— Begin Data extract —

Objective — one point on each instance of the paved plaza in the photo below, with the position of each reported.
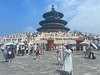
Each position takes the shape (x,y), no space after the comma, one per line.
(47,65)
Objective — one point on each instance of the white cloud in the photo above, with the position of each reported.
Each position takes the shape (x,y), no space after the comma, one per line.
(28,29)
(82,15)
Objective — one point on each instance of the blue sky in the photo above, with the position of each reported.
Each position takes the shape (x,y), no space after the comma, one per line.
(17,16)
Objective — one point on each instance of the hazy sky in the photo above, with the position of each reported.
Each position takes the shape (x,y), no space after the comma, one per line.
(17,16)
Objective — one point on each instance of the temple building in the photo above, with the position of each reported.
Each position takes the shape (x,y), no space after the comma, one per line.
(53,22)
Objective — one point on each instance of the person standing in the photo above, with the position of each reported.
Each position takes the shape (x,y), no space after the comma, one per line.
(91,52)
(59,57)
(67,66)
(5,54)
(41,49)
(38,52)
(10,53)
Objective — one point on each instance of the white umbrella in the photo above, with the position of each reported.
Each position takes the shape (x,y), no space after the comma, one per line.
(94,45)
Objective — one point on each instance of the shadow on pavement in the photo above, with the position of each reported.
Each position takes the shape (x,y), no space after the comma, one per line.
(63,72)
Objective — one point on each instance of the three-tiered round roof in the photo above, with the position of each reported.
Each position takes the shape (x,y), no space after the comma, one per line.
(53,22)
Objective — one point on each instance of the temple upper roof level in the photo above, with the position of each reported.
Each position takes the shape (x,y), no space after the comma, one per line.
(52,14)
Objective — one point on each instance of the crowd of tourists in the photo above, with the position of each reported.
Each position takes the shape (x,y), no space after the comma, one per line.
(9,52)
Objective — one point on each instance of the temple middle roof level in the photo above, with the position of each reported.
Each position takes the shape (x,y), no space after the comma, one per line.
(52,13)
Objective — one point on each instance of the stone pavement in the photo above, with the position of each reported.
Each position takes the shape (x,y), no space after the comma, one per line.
(47,65)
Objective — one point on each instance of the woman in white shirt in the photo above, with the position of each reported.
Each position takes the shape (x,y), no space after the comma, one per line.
(67,66)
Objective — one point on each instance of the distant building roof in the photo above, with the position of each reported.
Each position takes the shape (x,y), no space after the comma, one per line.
(79,39)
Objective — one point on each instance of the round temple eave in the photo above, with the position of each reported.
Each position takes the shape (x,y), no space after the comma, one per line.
(52,13)
(53,21)
(46,28)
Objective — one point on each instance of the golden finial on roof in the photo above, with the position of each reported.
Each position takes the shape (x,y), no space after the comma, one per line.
(52,5)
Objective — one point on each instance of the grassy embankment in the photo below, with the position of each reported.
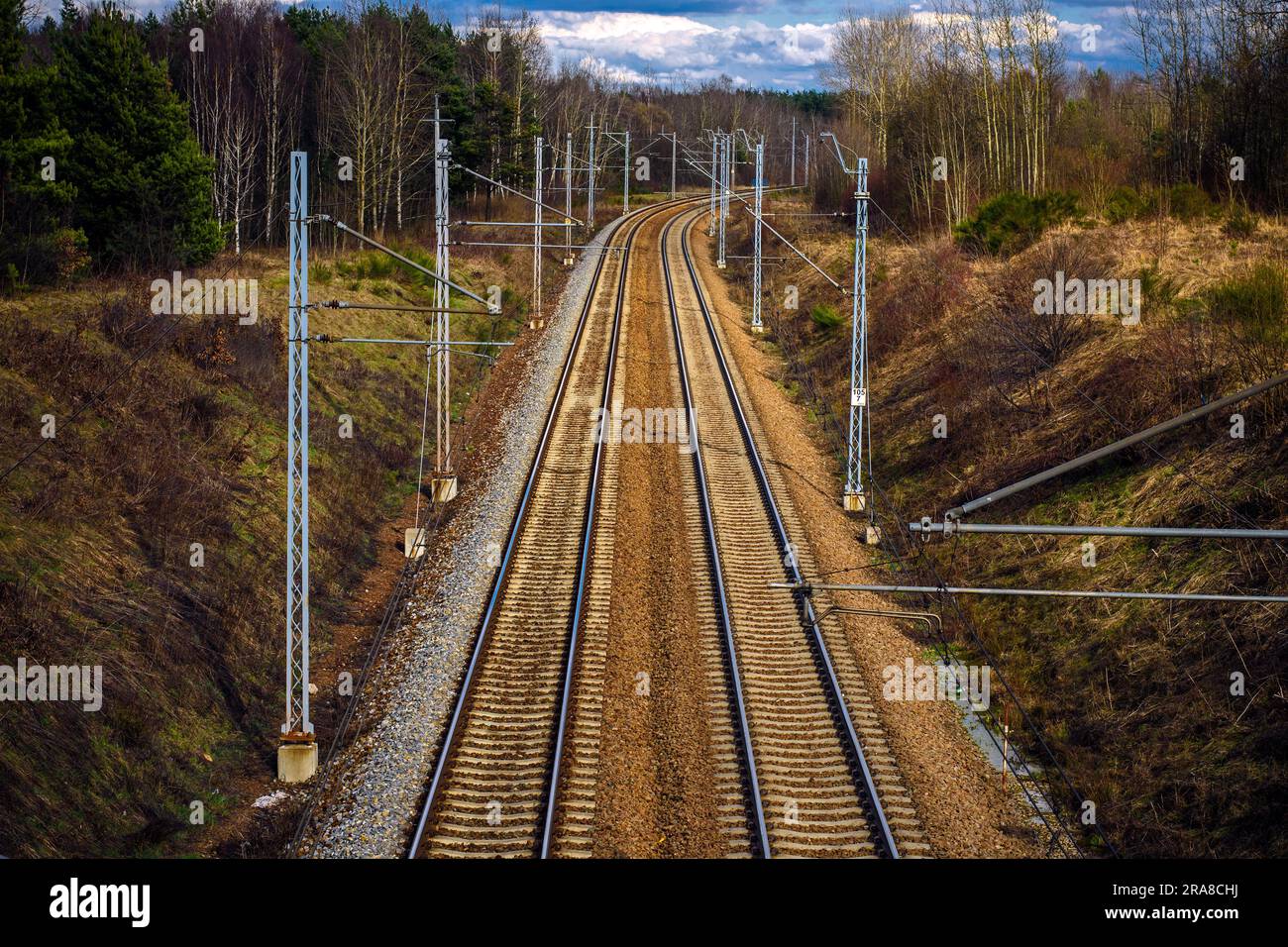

— End Data extract —

**Task details:** Return every line above that contains the word "roof", copying each one whole.

**Answer in full:**
Objective — one point on each instance of the three-tiered round roof in the photo above, with the position of each reported.
Objective — one point on each instance of the temple upper roof level in the photo above, with the position of each reported.
Objective — one point on each instance of the temple middle roof level in the photo above, with the position of each reported.
Objective — one point on each instance of the distant building roof in the photo above, with the position of each reported.
Objective — one point on each instance of the golden finial on roof in the photo above, with the position of each reported.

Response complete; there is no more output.